◆ **WHAT IS ASKED**
Reproduce every line of the entries below verbatim, omitting the pictures.

◆ **STORED DATA**

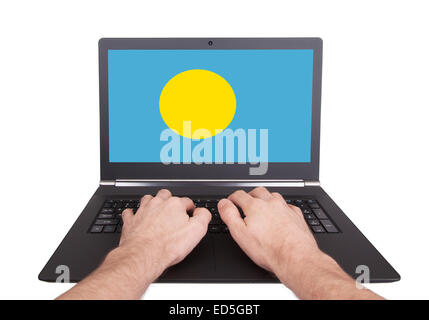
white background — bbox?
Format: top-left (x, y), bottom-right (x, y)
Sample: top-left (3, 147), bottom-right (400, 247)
top-left (0, 0), bottom-right (429, 299)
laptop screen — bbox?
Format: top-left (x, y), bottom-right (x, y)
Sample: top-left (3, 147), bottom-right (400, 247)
top-left (108, 49), bottom-right (313, 164)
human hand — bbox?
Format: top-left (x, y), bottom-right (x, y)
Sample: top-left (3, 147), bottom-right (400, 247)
top-left (114, 189), bottom-right (211, 280)
top-left (218, 187), bottom-right (320, 282)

◆ **EXPECTED ANSWER**
white background — bbox?
Format: top-left (x, y), bottom-right (x, y)
Sample: top-left (3, 147), bottom-right (400, 247)
top-left (0, 0), bottom-right (429, 299)
laptop screen — bbox?
Format: top-left (x, y), bottom-right (x, y)
Sample: top-left (3, 147), bottom-right (400, 247)
top-left (108, 49), bottom-right (313, 164)
human hand — bbox?
Format: top-left (x, y), bottom-right (x, y)
Sample: top-left (3, 147), bottom-right (400, 247)
top-left (114, 189), bottom-right (211, 280)
top-left (218, 187), bottom-right (320, 282)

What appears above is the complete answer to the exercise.